The data>
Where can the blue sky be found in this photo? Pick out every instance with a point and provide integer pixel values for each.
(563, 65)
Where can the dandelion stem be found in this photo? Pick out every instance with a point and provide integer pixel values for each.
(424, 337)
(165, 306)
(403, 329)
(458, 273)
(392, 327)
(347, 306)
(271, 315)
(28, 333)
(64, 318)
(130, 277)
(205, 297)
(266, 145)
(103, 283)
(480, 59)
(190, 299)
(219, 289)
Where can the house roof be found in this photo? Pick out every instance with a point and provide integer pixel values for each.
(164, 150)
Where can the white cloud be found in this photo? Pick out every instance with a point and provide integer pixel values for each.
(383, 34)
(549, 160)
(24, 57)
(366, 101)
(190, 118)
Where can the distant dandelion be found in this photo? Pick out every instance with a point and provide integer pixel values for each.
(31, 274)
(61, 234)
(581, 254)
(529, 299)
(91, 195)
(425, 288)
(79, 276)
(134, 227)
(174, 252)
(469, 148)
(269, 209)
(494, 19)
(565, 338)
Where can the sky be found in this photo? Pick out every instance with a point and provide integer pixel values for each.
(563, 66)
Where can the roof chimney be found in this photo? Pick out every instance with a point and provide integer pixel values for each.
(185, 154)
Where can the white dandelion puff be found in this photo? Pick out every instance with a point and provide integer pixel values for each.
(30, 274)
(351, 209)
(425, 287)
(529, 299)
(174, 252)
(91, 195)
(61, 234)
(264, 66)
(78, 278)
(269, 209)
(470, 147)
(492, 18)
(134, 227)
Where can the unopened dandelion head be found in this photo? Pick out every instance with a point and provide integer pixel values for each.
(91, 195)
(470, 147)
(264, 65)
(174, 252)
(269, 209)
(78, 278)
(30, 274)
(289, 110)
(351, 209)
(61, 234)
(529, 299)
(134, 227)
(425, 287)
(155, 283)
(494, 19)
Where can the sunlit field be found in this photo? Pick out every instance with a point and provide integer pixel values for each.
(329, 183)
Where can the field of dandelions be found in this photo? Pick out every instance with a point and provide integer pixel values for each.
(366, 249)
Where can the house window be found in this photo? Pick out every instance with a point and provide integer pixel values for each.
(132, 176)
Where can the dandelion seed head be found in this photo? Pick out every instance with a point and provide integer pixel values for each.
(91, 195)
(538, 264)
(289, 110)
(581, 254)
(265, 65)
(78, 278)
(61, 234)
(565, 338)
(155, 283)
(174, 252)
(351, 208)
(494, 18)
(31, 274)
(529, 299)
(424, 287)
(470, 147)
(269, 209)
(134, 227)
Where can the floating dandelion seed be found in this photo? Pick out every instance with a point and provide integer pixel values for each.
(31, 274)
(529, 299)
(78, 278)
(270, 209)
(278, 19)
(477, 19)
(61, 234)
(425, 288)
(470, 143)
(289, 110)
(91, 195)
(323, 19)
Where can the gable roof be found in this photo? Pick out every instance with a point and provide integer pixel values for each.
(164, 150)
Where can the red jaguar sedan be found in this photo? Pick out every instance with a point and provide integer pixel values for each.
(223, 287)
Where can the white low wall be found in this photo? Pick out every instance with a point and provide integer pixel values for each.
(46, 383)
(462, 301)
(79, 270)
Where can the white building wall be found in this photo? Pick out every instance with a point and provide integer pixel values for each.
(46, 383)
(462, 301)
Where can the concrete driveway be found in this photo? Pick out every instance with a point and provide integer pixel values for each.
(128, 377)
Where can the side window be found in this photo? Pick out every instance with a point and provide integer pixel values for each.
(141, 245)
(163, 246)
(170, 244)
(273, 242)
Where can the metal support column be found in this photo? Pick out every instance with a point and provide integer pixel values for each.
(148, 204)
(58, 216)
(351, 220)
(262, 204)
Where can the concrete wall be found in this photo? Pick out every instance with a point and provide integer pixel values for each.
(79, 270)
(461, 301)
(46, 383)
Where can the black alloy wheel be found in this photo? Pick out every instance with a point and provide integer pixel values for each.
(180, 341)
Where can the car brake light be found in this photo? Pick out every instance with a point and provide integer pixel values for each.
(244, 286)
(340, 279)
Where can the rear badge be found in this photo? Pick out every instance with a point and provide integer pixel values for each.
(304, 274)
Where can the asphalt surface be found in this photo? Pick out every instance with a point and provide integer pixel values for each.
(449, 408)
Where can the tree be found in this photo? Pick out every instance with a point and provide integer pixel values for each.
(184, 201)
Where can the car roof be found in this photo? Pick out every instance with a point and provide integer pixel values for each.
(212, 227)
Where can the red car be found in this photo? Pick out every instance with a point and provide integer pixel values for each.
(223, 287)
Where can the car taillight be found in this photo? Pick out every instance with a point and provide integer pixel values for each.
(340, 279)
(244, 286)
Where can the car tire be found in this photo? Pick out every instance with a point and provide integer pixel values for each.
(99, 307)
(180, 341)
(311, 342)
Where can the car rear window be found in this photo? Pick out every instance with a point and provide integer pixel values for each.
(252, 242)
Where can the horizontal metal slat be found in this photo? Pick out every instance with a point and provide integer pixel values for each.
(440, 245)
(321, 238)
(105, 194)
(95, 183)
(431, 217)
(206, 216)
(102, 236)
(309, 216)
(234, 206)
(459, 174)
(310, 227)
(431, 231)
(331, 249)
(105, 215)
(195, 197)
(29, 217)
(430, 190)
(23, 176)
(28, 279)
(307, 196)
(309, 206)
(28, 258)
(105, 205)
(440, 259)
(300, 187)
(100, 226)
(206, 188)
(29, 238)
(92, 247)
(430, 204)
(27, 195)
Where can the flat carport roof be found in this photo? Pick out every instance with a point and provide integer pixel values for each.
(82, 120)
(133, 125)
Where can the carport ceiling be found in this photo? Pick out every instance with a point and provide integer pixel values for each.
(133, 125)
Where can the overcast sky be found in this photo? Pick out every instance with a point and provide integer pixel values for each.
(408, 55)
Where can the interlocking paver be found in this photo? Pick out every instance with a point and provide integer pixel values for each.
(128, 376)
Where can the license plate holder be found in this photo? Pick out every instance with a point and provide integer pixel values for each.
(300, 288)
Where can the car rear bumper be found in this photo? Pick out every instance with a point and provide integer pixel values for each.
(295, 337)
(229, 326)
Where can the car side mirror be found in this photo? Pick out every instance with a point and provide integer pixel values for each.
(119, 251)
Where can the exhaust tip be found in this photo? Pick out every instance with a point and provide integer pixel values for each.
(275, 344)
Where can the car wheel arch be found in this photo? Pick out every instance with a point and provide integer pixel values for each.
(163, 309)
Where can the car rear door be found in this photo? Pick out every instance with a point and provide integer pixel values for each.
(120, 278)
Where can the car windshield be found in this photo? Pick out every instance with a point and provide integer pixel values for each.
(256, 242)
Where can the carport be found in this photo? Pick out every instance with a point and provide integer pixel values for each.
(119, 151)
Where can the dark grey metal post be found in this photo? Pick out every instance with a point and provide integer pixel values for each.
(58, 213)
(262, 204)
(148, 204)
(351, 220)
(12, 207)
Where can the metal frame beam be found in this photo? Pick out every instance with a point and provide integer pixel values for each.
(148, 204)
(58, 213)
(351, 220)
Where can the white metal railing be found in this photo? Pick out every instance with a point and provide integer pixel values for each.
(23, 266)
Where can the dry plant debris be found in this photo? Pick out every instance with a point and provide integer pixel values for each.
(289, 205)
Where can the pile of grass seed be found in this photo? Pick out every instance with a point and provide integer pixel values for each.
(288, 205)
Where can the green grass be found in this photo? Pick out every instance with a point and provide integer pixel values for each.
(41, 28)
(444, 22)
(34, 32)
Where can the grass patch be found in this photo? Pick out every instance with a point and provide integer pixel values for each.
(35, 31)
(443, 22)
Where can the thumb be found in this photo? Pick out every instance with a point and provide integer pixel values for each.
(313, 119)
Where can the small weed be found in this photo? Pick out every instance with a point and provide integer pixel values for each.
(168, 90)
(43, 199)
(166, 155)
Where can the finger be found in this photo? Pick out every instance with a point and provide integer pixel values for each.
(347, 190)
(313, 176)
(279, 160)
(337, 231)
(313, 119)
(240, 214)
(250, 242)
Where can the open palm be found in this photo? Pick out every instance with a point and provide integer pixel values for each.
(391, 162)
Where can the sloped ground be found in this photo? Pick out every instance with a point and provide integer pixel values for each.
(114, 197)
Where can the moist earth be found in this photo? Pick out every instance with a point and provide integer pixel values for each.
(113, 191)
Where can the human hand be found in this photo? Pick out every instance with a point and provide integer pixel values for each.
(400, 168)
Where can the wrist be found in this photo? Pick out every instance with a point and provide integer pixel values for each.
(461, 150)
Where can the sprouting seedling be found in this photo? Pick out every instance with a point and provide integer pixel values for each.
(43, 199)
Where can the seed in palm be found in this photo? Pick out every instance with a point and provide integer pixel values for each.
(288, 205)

Brief> Extract every line from the one containing "Where can the pile" to the end of the entries, including both of those lines, exactly as given and with nothing added.

Answer to this task>
Where can the pile of grass seed be found in this photo? Pick out every instance with a point and provide integer pixel values for each.
(288, 205)
Where can the green grass be found in this photo? Pick out every instance with a point and provide integer pixel values for each.
(41, 28)
(444, 22)
(34, 32)
Where can the grass patch be found in this photo? Pick out every instance with a point and provide integer pixel values for each.
(35, 31)
(443, 22)
Where can the thumb be found in this photo? Pick out every instance with a point and provide integer pixel values for each.
(313, 119)
Where can the small weed be found in this photo? Pick out every instance with a point and provide integer pixel values for each.
(168, 90)
(43, 199)
(166, 155)
Where can the finger be found in this photo? Pick out every instance with a point and provide integer pixel values for each.
(347, 190)
(313, 176)
(279, 160)
(337, 231)
(313, 119)
(240, 214)
(250, 242)
Where can the open palm be found in this photo? Pick out every instance with a point and provide integer pixel values for each.
(391, 162)
Where can the sloped ground be found in this photo? Pick out every instance with a point and provide integer pixel values for each.
(114, 197)
Where can the moist earth be found in this photo? Pick out every instance with a point and provide integer pixel values for each.
(113, 191)
Where can the human hand be found in this photo? Pick out every instance with a point and provide integer pixel values for each.
(400, 168)
Where can the wrist be found in this photo? Pick out every instance with a point and provide integer pixel values for each.
(461, 150)
Where can the sprouting seedling be found in this photo? Pick out every instance with a point and provide integer pixel values for each.
(43, 199)
Where can the seed in palm be found in this photo? Pick out every instance with a point and provide integer pixel values for each.
(288, 205)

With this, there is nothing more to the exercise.